Missouri Mines State Historic Site occupies Federal Mill No. 3 in Park Hills, Missouri, United States, which processed the lead and zinc ore that was mined in the immediate area for many decades. The site's old power building features a geological and mining history museum and interpretive center focusing on the state's historic Old Lead Belt.

The plant was built by the Federal Lead Co. in 1906-1907 and subsequently bought by competitor St. Joseph Lead Company in 1923. The mill was retired in 1972 as much of the ore in the area had been mined and major operations were moving west. In 1975, the land was donated to the state of Missouri for recreational use. Much of the land was considered too damaged for return to a natural state and so became set aside for off-roading vehicles as St. Joe State Park, while the mill site was designated an interpretive center.
━━━━
* **Stated goal 1**: Write out the Missouri Mines passage from "Missouri Mines State" to "an interpretive center.".
* **Stated goal 2**: According to the Missouri Mines passage, which company bought the plant in 1923?
━━━━
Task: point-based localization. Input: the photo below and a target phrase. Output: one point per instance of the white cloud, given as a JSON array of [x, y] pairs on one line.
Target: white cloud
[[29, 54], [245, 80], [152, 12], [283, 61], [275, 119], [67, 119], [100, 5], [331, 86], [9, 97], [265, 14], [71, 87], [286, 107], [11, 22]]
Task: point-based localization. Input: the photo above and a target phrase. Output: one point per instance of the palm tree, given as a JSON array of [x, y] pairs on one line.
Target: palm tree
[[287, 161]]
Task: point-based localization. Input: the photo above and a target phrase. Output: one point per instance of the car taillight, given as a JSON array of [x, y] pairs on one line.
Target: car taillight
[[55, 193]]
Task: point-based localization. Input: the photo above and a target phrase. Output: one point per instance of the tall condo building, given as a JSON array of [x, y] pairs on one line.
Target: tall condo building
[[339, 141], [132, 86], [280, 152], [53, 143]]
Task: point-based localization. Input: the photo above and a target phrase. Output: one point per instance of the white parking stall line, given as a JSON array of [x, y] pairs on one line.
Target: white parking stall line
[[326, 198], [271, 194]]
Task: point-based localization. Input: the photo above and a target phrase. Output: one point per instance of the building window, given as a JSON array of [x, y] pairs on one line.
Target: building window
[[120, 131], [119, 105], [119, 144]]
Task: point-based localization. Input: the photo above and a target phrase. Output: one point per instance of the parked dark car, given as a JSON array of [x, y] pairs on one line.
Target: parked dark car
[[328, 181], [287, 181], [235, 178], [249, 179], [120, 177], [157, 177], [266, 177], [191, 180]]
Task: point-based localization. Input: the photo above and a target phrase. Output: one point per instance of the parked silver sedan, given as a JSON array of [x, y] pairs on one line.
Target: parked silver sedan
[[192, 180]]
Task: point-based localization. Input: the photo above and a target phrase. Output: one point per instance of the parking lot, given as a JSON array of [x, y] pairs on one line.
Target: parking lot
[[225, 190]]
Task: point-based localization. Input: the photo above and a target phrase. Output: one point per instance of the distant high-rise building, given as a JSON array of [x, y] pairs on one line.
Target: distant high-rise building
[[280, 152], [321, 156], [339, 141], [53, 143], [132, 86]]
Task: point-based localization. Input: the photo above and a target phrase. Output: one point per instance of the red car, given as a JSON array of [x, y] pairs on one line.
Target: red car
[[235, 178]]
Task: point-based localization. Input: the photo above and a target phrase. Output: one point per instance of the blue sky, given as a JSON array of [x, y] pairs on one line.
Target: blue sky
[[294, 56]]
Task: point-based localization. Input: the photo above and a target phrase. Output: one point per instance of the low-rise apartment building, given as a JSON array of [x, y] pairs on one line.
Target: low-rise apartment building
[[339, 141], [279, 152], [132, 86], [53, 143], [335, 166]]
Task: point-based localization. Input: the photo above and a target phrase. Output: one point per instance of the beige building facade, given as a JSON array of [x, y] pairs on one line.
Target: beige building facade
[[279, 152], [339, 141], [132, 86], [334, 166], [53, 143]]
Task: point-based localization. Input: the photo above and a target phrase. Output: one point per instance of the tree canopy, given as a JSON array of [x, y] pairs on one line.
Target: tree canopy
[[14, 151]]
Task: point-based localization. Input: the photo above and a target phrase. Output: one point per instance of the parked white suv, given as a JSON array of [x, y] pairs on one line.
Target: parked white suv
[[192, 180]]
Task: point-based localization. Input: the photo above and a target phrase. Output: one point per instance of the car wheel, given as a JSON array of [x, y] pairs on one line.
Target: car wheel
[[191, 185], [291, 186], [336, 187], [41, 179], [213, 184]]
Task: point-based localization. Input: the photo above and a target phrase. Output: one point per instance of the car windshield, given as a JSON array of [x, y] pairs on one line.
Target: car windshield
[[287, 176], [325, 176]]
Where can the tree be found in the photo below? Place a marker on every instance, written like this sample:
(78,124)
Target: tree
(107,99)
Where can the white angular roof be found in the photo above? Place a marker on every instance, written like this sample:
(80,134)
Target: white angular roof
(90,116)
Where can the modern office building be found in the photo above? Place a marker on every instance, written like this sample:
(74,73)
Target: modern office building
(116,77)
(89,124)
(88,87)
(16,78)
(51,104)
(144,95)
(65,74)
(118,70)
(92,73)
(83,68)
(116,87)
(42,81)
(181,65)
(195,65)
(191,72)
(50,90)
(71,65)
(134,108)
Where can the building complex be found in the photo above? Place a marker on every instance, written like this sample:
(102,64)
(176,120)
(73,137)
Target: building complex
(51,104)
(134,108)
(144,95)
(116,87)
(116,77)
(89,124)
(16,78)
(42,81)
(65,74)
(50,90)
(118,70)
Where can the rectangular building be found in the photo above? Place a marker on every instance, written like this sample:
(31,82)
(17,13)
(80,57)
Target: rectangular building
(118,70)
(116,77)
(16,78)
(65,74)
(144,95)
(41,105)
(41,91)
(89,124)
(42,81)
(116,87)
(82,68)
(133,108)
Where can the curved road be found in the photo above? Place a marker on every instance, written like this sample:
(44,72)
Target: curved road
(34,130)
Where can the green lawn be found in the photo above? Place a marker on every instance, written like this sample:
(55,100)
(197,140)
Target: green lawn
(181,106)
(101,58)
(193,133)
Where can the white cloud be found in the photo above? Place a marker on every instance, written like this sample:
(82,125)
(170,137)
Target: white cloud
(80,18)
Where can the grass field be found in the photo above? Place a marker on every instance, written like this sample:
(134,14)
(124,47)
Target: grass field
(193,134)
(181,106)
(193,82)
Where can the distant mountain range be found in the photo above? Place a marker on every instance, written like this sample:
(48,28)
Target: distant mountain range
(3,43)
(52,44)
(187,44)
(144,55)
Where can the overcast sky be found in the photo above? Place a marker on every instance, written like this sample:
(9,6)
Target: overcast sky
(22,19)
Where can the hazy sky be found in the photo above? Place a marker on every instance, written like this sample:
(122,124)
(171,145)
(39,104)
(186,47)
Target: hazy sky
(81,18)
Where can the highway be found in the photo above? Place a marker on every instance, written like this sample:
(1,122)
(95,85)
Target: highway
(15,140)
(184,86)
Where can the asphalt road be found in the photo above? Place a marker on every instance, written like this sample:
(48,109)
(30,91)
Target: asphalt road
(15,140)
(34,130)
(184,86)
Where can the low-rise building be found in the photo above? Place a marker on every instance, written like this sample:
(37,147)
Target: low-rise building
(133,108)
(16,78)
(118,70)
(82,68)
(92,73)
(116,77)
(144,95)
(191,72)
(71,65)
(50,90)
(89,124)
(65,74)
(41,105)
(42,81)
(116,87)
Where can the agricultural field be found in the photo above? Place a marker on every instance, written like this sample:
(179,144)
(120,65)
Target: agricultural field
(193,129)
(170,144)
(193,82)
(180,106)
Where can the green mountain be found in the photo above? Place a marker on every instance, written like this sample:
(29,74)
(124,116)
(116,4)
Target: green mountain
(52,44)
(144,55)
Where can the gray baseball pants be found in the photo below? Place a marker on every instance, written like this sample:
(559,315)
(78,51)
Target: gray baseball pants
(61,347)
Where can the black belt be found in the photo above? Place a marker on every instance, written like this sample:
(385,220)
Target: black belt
━━━━
* **Exercise result 1**:
Missouri Mines State Historic Site occupies Federal Mill No. 3 in Park Hills, Missouri, United States, which processed the lead and zinc ore that was mined in the immediate area for many decades. The site's old power building features a geological and mining history museum and interpretive center focusing on the state's historic Old Lead Belt.

The plant was built by the Federal Lead Co. in 1906-1907 and subsequently bought by competitor St. Joseph Lead Company in 1923. The mill was retired in 1972 as much of the ore in the area had been mined and major operations were moving west. In 1975, the land was donated to the state of Missouri for recreational use. Much of the land was considered too damaged for return to a natural state and so became set aside for off-roading vehicles as St. Joe State Park, while the mill site was designated an interpretive center.

* **Exercise result 2**: St. Joseph Lead Company